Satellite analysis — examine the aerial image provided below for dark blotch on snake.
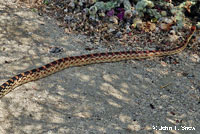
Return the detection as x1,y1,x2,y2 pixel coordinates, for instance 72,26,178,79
52,61,58,65
107,52,114,55
69,57,75,60
2,83,8,87
93,53,100,57
7,79,14,84
85,54,92,58
39,67,45,70
31,69,37,73
45,64,51,68
24,71,31,75
100,53,106,56
17,74,23,78
58,59,63,63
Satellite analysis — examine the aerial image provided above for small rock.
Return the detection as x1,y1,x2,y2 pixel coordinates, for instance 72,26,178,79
109,16,118,25
115,31,122,38
50,47,63,53
161,11,167,16
190,54,200,62
132,18,143,29
64,8,68,13
124,10,132,19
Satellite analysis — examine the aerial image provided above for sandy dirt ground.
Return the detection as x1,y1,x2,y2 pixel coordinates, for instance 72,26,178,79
0,0,199,134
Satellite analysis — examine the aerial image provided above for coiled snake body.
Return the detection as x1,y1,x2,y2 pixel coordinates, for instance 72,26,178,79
0,26,196,98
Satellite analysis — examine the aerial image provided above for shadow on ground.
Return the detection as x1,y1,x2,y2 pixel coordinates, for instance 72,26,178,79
0,1,199,134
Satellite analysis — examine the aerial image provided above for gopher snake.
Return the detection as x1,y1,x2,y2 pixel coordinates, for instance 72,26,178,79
0,26,196,98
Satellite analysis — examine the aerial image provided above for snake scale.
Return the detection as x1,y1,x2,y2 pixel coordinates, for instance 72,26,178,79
0,26,196,98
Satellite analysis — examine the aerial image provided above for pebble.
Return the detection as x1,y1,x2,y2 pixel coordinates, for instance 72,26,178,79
49,47,63,53
109,16,118,25
190,54,200,62
115,31,122,38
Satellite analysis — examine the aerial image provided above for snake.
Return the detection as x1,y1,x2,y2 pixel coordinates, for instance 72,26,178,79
0,26,196,98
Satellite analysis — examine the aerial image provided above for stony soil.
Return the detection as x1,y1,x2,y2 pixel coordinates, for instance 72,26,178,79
0,0,199,134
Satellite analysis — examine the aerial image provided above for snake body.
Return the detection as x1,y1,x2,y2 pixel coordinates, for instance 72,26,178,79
0,26,196,98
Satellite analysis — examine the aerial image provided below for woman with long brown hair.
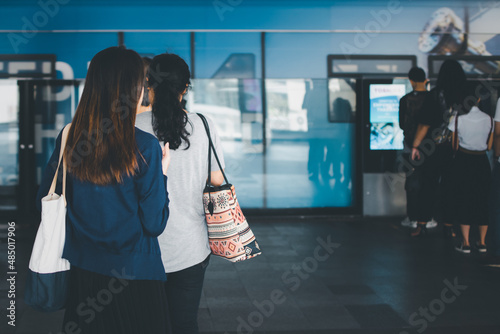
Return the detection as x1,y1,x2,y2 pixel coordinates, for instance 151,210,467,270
36,46,171,333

————————

■ **TASK STATEMENT**: Look through the data above. Each line containing the word "ground" needs to be copied.

■ **REPLY**:
Satellite analysis — examine the aerial image provided above for sandy dirt ground.
Satellite analysis — examine the aerial image provided above for shadow on ground.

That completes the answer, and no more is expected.